Aim 1: Which lines of the records below contain the string "track"? Show each of those lines in full, and treat uppercase and lowercase as different.

Let’s look at a few of the factors at play here. 

A Booming Population Means An Unemployment Boom

The most obvious factor here is population growth. The unemployment rate was unchanged at 5.5% in August, a level we felt was pretty good back in 2019. However, it’ll look very different due to the population growth. 

No change with population growth means a consistent rate of growth for those with and without jobs. About 6,000 jobs were lost and the labor force added 13,300 more people. That’s a net increase of 19,300 people looking for a job. Not enough to change the rate, but most of the losses were immigrants. Since immigrants concentrate in a few regions, the lack of distribution emphasizes the losses. That’s why most of the videos are in Southern Ontario and the Lower Mainland. 

Low Income International Students Are Being Used To Patch Canada’s Low Wage Labor Gap

Many of the people in these lines are international students, looking for a job to help with bills. Canadian post-secondary isn’t cheap, but the cost is exorbitant for international students. First year Applied Sciences tuition at UBC is $58k for those on a study permit vs $7k for domestic students. First year at U of T is $58k for international students vs $6k domestic tuition. A lot of money is required, leading many to think these students have deep pockets.  

However, the composition of international students is changing very quickly these days. China has the second most millionaire households in the world. It also used to be the largest source of study permit holders in Canada, many from wealthy households. That changed in 2018, with rising tensions between the country. Canada tried to mitigate losses by targeting growth in lower income, developing countries.

Record extracts:
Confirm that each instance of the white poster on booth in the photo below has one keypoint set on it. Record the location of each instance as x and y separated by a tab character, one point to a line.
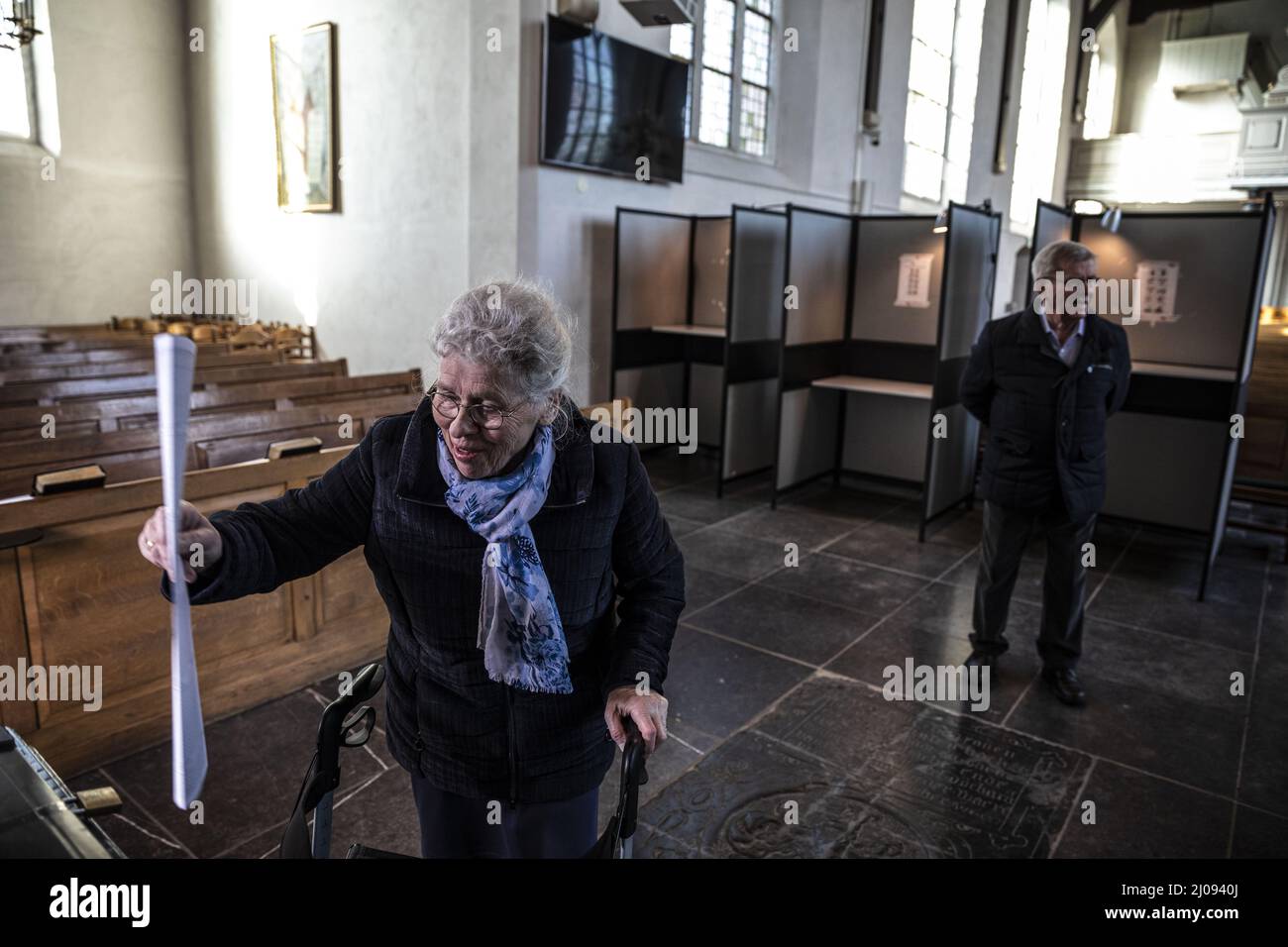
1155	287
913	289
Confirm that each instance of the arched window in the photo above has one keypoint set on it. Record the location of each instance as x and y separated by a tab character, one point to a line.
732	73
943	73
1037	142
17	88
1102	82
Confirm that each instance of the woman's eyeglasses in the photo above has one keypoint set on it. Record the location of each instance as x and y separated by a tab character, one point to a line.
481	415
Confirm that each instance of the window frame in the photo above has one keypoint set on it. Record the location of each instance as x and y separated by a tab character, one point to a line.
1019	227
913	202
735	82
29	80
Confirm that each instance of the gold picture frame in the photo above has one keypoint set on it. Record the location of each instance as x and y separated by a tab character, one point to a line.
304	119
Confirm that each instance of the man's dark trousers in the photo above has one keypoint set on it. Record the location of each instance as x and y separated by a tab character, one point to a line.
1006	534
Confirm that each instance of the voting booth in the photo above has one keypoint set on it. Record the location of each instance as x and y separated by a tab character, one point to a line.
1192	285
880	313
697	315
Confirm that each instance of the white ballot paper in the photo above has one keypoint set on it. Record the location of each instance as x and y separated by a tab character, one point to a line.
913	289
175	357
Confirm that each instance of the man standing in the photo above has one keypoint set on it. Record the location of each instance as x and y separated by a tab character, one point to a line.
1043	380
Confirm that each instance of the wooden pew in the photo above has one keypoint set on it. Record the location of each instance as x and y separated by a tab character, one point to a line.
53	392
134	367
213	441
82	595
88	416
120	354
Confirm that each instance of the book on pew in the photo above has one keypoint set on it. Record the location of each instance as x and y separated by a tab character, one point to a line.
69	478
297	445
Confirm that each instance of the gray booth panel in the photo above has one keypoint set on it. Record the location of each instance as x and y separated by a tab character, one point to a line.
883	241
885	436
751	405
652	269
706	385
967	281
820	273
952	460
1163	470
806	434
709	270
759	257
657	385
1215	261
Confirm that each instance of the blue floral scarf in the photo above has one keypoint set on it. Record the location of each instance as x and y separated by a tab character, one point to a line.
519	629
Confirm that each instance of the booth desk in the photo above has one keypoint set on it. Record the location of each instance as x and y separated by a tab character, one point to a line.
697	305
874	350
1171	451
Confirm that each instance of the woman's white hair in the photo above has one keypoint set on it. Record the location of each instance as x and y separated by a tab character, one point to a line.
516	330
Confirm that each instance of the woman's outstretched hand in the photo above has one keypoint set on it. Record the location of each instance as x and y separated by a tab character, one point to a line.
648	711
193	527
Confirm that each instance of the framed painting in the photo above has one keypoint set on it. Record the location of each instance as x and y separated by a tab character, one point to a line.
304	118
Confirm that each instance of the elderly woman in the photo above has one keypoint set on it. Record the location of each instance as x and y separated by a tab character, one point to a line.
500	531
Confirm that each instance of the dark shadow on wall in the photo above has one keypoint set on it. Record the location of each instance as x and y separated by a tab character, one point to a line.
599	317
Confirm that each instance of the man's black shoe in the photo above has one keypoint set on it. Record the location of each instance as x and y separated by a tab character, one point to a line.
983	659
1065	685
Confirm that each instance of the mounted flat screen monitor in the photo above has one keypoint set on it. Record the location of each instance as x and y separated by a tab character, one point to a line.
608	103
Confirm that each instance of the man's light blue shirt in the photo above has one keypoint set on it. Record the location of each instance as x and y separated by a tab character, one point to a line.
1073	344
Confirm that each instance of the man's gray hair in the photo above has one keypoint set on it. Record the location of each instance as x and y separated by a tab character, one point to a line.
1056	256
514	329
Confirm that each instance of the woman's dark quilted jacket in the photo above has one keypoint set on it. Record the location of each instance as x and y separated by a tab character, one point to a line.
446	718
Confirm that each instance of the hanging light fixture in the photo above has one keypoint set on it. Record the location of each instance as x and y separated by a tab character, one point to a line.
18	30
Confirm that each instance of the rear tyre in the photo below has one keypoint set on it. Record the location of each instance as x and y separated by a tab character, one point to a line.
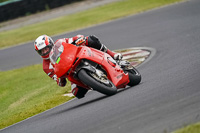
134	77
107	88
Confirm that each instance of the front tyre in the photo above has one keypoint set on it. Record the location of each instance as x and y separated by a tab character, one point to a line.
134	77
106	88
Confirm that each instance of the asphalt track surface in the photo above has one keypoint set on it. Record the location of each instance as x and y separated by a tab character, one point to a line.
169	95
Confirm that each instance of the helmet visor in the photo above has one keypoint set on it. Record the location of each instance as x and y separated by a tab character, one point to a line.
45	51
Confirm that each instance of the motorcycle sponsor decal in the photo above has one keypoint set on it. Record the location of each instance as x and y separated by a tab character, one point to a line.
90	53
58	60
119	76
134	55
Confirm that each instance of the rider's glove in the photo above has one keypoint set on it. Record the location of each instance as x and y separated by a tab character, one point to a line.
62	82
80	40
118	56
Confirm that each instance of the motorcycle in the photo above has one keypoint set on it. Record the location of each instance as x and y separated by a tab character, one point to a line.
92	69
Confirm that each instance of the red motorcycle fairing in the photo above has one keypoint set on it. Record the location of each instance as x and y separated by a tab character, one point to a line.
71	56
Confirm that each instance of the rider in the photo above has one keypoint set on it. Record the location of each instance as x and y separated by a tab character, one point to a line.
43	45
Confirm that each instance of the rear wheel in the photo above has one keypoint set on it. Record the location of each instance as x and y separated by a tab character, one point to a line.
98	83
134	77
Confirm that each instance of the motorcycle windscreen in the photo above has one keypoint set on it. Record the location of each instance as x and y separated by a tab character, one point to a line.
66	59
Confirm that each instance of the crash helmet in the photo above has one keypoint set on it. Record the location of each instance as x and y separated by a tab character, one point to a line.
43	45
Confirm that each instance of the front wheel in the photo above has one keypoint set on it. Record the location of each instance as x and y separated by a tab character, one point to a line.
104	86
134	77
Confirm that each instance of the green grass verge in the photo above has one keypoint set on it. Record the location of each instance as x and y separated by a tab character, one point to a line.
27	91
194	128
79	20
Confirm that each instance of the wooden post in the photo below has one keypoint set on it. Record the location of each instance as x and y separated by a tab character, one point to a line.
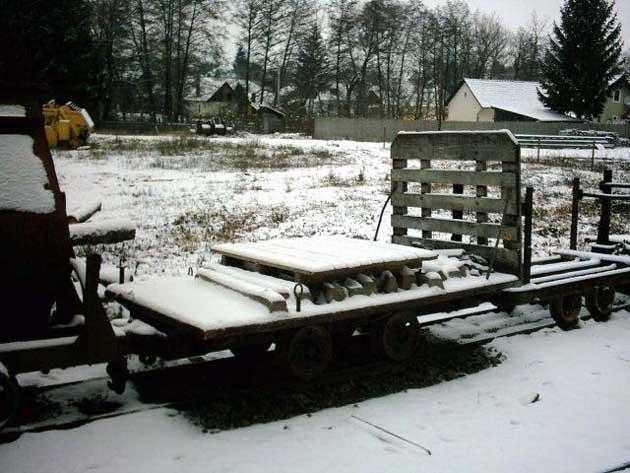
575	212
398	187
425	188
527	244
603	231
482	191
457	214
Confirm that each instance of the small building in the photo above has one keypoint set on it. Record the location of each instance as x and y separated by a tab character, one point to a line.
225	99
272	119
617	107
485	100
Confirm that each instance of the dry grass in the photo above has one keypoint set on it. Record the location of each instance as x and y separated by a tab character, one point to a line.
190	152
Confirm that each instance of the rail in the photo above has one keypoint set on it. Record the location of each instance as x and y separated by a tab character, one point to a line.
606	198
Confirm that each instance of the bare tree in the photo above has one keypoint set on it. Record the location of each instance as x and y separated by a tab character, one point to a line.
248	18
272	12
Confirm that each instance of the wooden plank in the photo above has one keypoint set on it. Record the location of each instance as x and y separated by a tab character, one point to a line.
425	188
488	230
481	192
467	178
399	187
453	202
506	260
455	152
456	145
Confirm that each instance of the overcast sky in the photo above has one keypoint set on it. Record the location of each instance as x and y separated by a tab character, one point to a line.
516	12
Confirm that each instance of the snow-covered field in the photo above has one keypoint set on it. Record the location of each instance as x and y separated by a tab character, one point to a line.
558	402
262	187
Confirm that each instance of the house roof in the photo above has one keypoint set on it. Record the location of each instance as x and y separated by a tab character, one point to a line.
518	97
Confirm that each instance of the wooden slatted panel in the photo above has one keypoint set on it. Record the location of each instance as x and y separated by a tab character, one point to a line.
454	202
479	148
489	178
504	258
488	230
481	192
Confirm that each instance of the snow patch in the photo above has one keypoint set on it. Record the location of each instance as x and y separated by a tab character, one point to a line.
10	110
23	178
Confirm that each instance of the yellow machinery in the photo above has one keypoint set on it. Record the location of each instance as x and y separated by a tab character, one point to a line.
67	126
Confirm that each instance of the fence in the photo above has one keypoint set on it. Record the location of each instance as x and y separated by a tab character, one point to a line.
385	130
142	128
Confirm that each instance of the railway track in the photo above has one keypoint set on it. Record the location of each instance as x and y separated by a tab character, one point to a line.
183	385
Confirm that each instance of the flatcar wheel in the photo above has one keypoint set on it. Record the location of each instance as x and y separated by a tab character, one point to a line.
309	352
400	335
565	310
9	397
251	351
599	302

Aim 2: Could you supply the next part of the piece on Canadian unemployment and international students, picking up after its final sentence?

Response 1:
Confirm that each instance of the asphalt track surface in the photo above has one keypoint set on it. Record the location of each instance as x and y separated by a tab character, one point to a line.
Confirm that each instance of the railway track in the photo above has one keypoint set on it. Record the location of each instance as x and y separated by a tab character, one point to a line.

Response 2:
India is now the largest study permit source. A Vancouver policy analyst found the primary target is the working poor, “with little knowledge of Canada.” Preying on desperation, and often using outright lies, recruiters convince families to bet the farm on sending their students abroad. Literally sometimes, convincing them to borrow against their assets with high-interest loans. 

Even so, these students don’t have a lot of cash, right? Canada lifted the limit to 20-hours of on-campus work for those on study permits. Lucky students. Canada also presented the move as a solution to its low-wage “labor shortage.”

Just to reiterate, Canada searched the world for disadvantaged families. Promised opportunities that don’t exist. Got them to work low wage jobs until the debt is repaid, knowing that living costs would consume most of their wages. Opting out often means a catastrophic loss for the person’s family. It sounds familiar, but I just can’t place where I’ve heard this before… 

Anyway, that’s why these long lines have a large population of international students. It’s unclear how Statistics Canada’s labor methodology can factor this in. Sampling this population is difficult, and most likely undercounted. Canadians are more unemployed than you think(tm).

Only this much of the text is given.